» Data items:

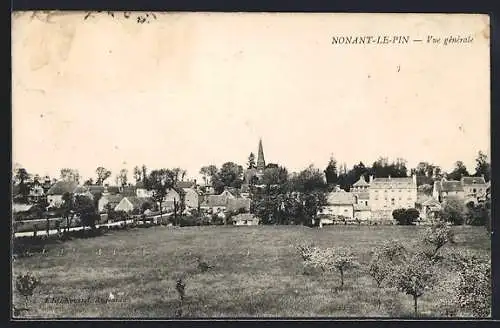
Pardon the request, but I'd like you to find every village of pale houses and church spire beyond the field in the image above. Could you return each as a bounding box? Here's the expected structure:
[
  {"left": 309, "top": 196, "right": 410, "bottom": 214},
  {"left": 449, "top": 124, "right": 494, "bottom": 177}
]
[{"left": 12, "top": 140, "right": 490, "bottom": 232}]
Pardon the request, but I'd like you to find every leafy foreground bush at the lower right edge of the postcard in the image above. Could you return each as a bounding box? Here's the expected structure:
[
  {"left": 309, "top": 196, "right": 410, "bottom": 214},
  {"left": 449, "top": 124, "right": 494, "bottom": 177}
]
[{"left": 456, "top": 252, "right": 491, "bottom": 317}]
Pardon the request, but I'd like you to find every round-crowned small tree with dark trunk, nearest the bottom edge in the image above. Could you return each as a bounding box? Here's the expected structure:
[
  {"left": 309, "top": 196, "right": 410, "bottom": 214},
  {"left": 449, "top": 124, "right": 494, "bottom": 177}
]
[{"left": 392, "top": 254, "right": 436, "bottom": 316}]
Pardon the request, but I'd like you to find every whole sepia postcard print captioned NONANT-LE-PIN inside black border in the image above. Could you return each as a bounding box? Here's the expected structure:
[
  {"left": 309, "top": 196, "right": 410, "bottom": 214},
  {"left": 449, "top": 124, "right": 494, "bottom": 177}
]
[{"left": 10, "top": 11, "right": 492, "bottom": 320}]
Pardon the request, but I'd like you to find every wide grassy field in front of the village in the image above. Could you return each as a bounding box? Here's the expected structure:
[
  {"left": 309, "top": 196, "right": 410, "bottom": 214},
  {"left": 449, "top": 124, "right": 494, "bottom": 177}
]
[{"left": 13, "top": 226, "right": 490, "bottom": 318}]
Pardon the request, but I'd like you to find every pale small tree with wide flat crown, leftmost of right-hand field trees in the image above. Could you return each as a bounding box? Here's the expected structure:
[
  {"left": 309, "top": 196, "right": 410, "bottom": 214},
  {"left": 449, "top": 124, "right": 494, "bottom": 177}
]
[{"left": 309, "top": 248, "right": 358, "bottom": 288}]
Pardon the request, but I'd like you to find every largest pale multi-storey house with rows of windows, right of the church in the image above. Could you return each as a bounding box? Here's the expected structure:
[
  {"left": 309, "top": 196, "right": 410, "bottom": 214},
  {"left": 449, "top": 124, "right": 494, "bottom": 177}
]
[{"left": 368, "top": 175, "right": 417, "bottom": 221}]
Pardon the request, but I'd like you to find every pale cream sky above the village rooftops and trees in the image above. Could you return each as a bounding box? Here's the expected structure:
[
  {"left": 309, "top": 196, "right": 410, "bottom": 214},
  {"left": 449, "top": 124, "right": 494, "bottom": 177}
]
[{"left": 12, "top": 12, "right": 490, "bottom": 179}]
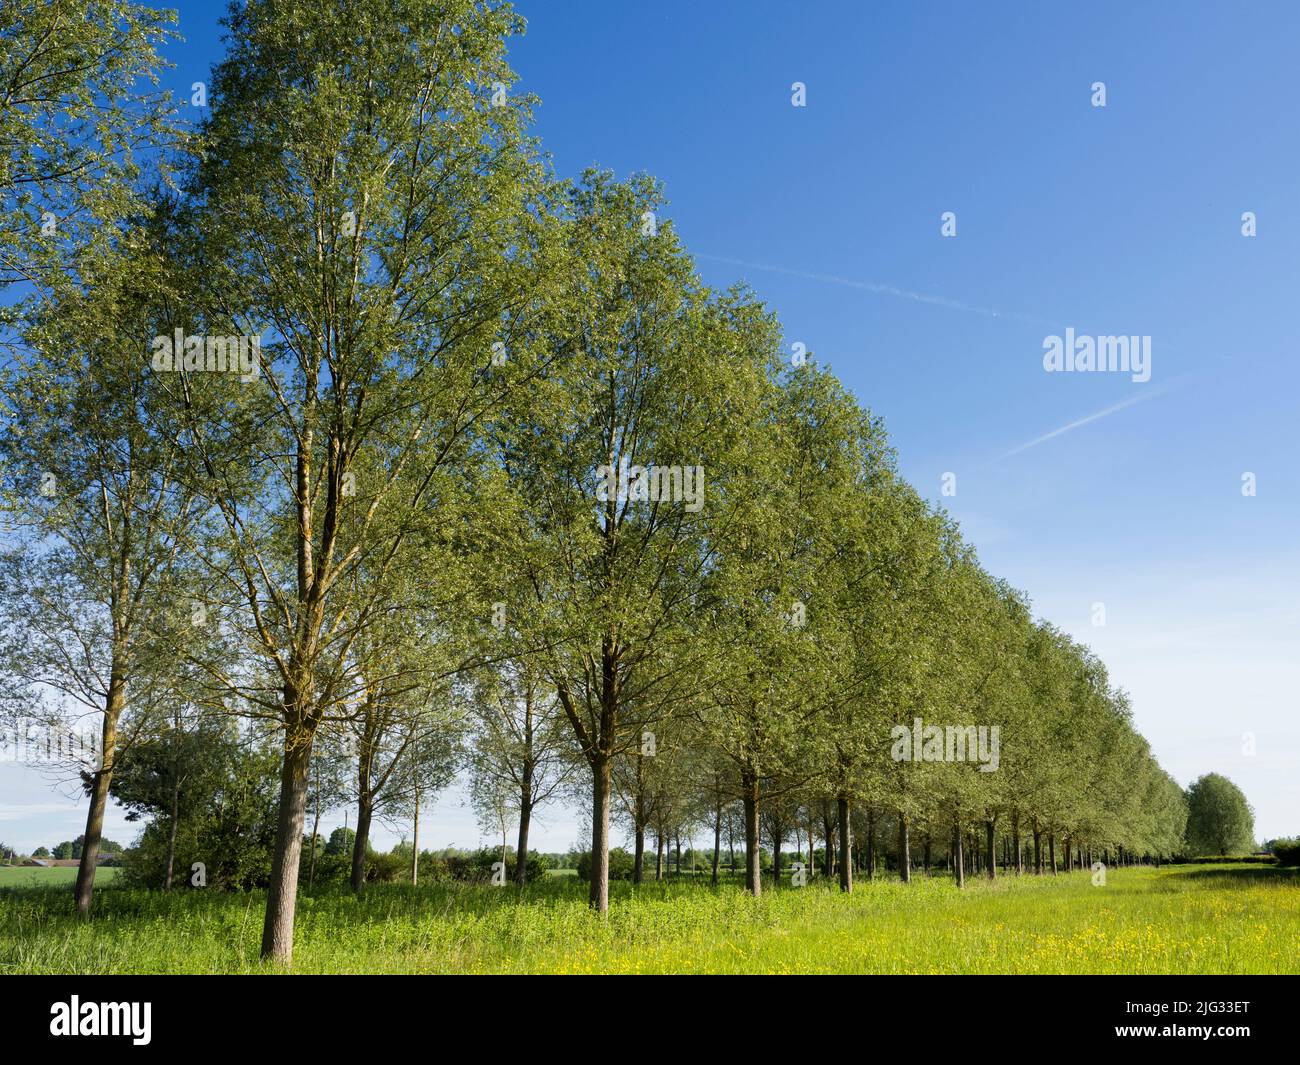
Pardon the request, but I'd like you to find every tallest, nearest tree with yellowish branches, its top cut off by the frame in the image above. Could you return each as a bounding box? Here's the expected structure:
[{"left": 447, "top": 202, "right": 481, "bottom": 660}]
[{"left": 180, "top": 0, "right": 545, "bottom": 962}]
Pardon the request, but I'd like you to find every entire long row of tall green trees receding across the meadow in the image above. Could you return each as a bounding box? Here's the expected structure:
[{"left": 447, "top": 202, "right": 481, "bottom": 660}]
[{"left": 0, "top": 0, "right": 1186, "bottom": 961}]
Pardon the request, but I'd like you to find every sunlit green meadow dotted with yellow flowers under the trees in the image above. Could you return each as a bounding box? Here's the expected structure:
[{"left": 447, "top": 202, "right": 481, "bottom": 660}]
[{"left": 0, "top": 865, "right": 1300, "bottom": 973}]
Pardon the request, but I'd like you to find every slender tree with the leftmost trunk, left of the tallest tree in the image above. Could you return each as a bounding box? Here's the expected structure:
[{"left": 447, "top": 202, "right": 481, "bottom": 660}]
[{"left": 0, "top": 215, "right": 204, "bottom": 915}]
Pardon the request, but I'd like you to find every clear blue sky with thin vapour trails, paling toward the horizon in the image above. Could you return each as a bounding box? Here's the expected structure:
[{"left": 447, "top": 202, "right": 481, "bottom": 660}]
[{"left": 0, "top": 0, "right": 1300, "bottom": 849}]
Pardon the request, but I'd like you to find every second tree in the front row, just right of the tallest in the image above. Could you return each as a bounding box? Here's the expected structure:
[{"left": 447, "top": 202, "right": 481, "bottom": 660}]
[{"left": 488, "top": 173, "right": 763, "bottom": 912}]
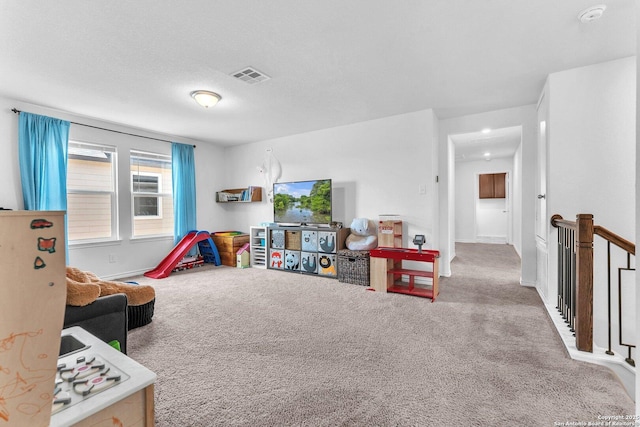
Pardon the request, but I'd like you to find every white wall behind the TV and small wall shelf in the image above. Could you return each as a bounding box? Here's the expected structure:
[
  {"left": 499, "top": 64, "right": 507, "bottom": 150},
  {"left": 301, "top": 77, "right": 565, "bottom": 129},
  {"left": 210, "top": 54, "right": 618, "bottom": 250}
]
[{"left": 221, "top": 110, "right": 438, "bottom": 248}]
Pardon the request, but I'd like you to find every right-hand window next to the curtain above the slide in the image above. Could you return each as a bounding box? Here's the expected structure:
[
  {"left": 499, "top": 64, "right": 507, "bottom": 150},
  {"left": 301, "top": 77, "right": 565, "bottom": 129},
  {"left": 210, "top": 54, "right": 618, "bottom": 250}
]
[{"left": 131, "top": 151, "right": 173, "bottom": 237}]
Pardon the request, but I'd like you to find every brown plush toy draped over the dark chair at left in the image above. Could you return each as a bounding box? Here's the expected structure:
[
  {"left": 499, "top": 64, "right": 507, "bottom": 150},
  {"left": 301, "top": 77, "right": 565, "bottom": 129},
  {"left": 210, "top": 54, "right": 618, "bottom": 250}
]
[{"left": 67, "top": 267, "right": 156, "bottom": 306}]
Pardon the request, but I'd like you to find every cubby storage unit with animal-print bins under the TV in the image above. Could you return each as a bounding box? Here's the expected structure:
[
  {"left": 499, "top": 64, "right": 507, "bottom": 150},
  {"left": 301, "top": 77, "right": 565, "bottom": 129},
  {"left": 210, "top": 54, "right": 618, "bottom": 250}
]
[{"left": 267, "top": 226, "right": 350, "bottom": 277}]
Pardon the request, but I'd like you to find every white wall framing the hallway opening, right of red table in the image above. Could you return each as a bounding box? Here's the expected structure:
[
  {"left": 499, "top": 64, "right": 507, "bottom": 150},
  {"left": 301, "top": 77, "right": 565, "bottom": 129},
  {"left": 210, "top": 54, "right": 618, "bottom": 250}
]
[{"left": 438, "top": 105, "right": 536, "bottom": 286}]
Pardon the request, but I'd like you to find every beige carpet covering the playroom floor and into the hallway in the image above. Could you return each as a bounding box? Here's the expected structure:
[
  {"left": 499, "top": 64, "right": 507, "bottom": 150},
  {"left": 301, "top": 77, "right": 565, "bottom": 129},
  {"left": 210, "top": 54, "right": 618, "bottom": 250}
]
[{"left": 129, "top": 244, "right": 635, "bottom": 427}]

» What is required: Every entry should come back exactly as written, only without images.

» Your solution:
Pardon the request, but I'd like you to find every village of pale houses and church spire beyond the field in the image above. Could you return each as a bounding box? Here's the expected structure:
[
  {"left": 309, "top": 196, "right": 410, "bottom": 214},
  {"left": 449, "top": 124, "right": 494, "bottom": 177}
]
[{"left": 12, "top": 140, "right": 490, "bottom": 232}]
Pardon the request, but I'd like you to find every leafy foreground bush at the lower right edge of the postcard in the image above. Could you return each as a bounding box? Here's the expected structure:
[
  {"left": 309, "top": 196, "right": 410, "bottom": 214},
  {"left": 449, "top": 124, "right": 494, "bottom": 177}
]
[{"left": 456, "top": 252, "right": 491, "bottom": 317}]
Pardon the request, but I'd like you to find every round-crowned small tree with dark trunk, nearest the bottom edge in the image above. Could you return each as a bounding box? Here's the expected structure:
[
  {"left": 309, "top": 196, "right": 410, "bottom": 214},
  {"left": 449, "top": 124, "right": 494, "bottom": 177}
]
[{"left": 392, "top": 254, "right": 436, "bottom": 316}]
Pardon the request, but I'd like you to find every whole sepia postcard print captioned NONANT-LE-PIN inside black border in the image above. Could you return each as a bounding box? Here's the expected structure:
[
  {"left": 309, "top": 196, "right": 410, "bottom": 214},
  {"left": 449, "top": 124, "right": 494, "bottom": 177}
]
[{"left": 10, "top": 11, "right": 492, "bottom": 320}]
Pardon the request, but I'd like you to find every wide grassy field in front of the village in the image above. Could you return each as a bounding box? Here's the expected structure:
[
  {"left": 309, "top": 196, "right": 410, "bottom": 214},
  {"left": 449, "top": 124, "right": 494, "bottom": 177}
]
[{"left": 13, "top": 226, "right": 490, "bottom": 318}]
Pardon the request, but I'd like you to find every pale small tree with wide flat crown, leftmost of right-hand field trees in the image above. Could you return each as a bounding box? Here's the expected structure:
[
  {"left": 309, "top": 196, "right": 410, "bottom": 214},
  {"left": 449, "top": 124, "right": 494, "bottom": 177}
]
[{"left": 309, "top": 248, "right": 358, "bottom": 288}]
Pardon the request, but I'd like you to find every largest pale multi-storey house with rows of windows, right of the church in the image above. Could you return each as a bounding box? Here's the expected structure:
[
  {"left": 309, "top": 196, "right": 410, "bottom": 214},
  {"left": 449, "top": 124, "right": 494, "bottom": 177}
]
[{"left": 368, "top": 175, "right": 417, "bottom": 221}]
Pardon the request, but I'd like you to find every pale cream sky above the village rooftops and trees in the image above. Could you return each as a bounding box? Here's the expected structure:
[
  {"left": 309, "top": 196, "right": 410, "bottom": 214},
  {"left": 449, "top": 124, "right": 494, "bottom": 177}
]
[{"left": 12, "top": 12, "right": 490, "bottom": 179}]
Pardon the request, but I'd like you to find every tallest, nearest tree with yellowish branches, its top cut off by the frame in the image above. Could you return each as a bounding box? Here's the expected structure:
[{"left": 447, "top": 202, "right": 481, "bottom": 660}]
[{"left": 180, "top": 0, "right": 545, "bottom": 962}]
Pardon the request, but I'd like you to find every entire long row of tall green trees receding across the meadow in the image above. Could you return each as a bounding box? Here's the expected structure:
[{"left": 447, "top": 202, "right": 481, "bottom": 660}]
[{"left": 0, "top": 0, "right": 1186, "bottom": 961}]
Pardon the request, but I'd like you to find every sunlit green meadow dotted with yellow flowers under the trees in the image above. Could you return each as a bounding box? Here's the expected structure:
[{"left": 447, "top": 202, "right": 481, "bottom": 660}]
[{"left": 0, "top": 865, "right": 1300, "bottom": 973}]
Pardon the request, but I'd like you to find every slender tree with the leftmost trunk, left of the tallest tree in the image above. Could you return each as a bounding box? Here's the expected structure:
[{"left": 447, "top": 202, "right": 481, "bottom": 660}]
[{"left": 0, "top": 215, "right": 204, "bottom": 915}]
Pardon the request, but I'd like you to find every clear blue sky with thin vapour trails, paling toward the horizon in the image above. Could you return each as a bounding box? Here's the expected structure:
[{"left": 447, "top": 202, "right": 481, "bottom": 660}]
[{"left": 0, "top": 0, "right": 1300, "bottom": 849}]
Pardon the request, but I'd like you to find every second tree in the front row, just right of the tallest in the image above. Could you return each as a bounding box? Here's the expected structure:
[{"left": 447, "top": 202, "right": 481, "bottom": 660}]
[{"left": 488, "top": 173, "right": 763, "bottom": 912}]
Pardon the request, but I'd like you to find every white wall behind the TV and small wall shelf in the image above. Could you return each as a bounding box? Here's the expected structure:
[
  {"left": 499, "top": 64, "right": 507, "bottom": 150},
  {"left": 301, "top": 77, "right": 565, "bottom": 129},
  {"left": 210, "top": 54, "right": 618, "bottom": 250}
]
[{"left": 221, "top": 110, "right": 438, "bottom": 248}]
Pardon the request, but I'd like you to find every right-hand window next to the curtain above the slide in the image above. Could you return each as a bounding box? Here's the expected structure:
[
  {"left": 499, "top": 64, "right": 507, "bottom": 150},
  {"left": 301, "top": 77, "right": 565, "bottom": 129},
  {"left": 210, "top": 54, "right": 618, "bottom": 250}
]
[{"left": 131, "top": 151, "right": 173, "bottom": 237}]
Pardon the request, but I'd like you to find every brown plush toy draped over the dark chair at left in the image above. Could you return each as a bounding box? Here's the expected structure:
[
  {"left": 499, "top": 64, "right": 507, "bottom": 150},
  {"left": 301, "top": 77, "right": 565, "bottom": 129},
  {"left": 210, "top": 54, "right": 618, "bottom": 250}
]
[{"left": 67, "top": 267, "right": 156, "bottom": 306}]
Pardon the request, but I'd like you to find every cubby storage unit with animal-print bins under the TV in the image above. Could you return each as a bounding box? Here's the expected structure:
[
  {"left": 499, "top": 64, "right": 507, "bottom": 150},
  {"left": 301, "top": 77, "right": 565, "bottom": 129},
  {"left": 210, "top": 54, "right": 618, "bottom": 250}
]
[{"left": 267, "top": 226, "right": 350, "bottom": 277}]
Pardon the request, but I'd like you to find every white wall framing the hallway opening, right of red table in the image above. Could you return each as a bounding box? Here's the expected structure:
[
  {"left": 499, "top": 64, "right": 507, "bottom": 150},
  {"left": 301, "top": 77, "right": 565, "bottom": 129},
  {"left": 210, "top": 54, "right": 618, "bottom": 250}
]
[{"left": 438, "top": 105, "right": 536, "bottom": 286}]
Pardon the request, but I'd like you to find every beige carpet covering the playroom floor and into the hallway in the image above. Could you return each as a bounding box? Here's the expected structure:
[
  {"left": 499, "top": 64, "right": 507, "bottom": 150},
  {"left": 301, "top": 77, "right": 565, "bottom": 129},
  {"left": 210, "top": 54, "right": 618, "bottom": 250}
]
[{"left": 129, "top": 244, "right": 635, "bottom": 427}]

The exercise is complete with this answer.